>>>>>

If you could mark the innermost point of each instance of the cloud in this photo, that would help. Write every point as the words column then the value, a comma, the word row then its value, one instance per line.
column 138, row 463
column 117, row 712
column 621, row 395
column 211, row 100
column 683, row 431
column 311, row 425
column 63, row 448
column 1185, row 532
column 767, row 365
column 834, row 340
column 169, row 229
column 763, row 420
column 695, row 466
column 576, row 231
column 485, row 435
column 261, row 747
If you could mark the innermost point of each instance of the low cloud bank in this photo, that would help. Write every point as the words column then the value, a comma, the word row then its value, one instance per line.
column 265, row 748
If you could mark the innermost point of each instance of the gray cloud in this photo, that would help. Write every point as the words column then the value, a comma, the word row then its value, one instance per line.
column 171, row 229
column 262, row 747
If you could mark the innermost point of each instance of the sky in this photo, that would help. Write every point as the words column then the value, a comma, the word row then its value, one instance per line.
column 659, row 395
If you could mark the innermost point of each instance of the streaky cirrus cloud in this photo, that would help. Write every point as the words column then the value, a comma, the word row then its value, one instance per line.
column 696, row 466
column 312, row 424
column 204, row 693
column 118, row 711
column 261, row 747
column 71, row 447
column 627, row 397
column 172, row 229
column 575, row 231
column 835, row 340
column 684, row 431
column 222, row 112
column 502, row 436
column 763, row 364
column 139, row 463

<<<<<

- **STATED PROBLEM**
Copy all data exactly, start to finish.

- **ANSWER TO THE EXERCISE**
If you could mark the innermost point of each instance of the cloud in this photo, that would help. Write every point as the words column then the value, a comma, the word row then its value, one instance per line.
column 138, row 463
column 117, row 712
column 621, row 395
column 211, row 100
column 683, row 431
column 311, row 425
column 63, row 448
column 1185, row 532
column 767, row 365
column 834, row 340
column 169, row 229
column 763, row 420
column 695, row 466
column 576, row 231
column 485, row 435
column 261, row 747
If you could mark the innermost point of each instance of the low cloud bank in this photo, that would help. Write every point as the words column then the value, a comma, the word row then its value, one instance per line.
column 265, row 748
If you could mark the innermost point of each instance of the gray cloud in this photo, that would help. Write every point as the words column then the value, a comma, the word row then its value, one instance per line.
column 171, row 229
column 262, row 747
If you could mark the innermost point of each instance of the sky in this photo, that would help. Write every point as the words column then the value, a comma, the word row then its value, one instance per line.
column 659, row 395
If you could mark the innermost point of each instance of the streaky cirrus cloud in this photo, that would help. Write every point as the words column then the value, a comma, the word row then its value, one instance per line.
column 696, row 466
column 312, row 424
column 204, row 693
column 118, row 711
column 261, row 747
column 71, row 447
column 627, row 397
column 172, row 229
column 575, row 231
column 835, row 340
column 684, row 431
column 222, row 112
column 502, row 436
column 763, row 364
column 139, row 463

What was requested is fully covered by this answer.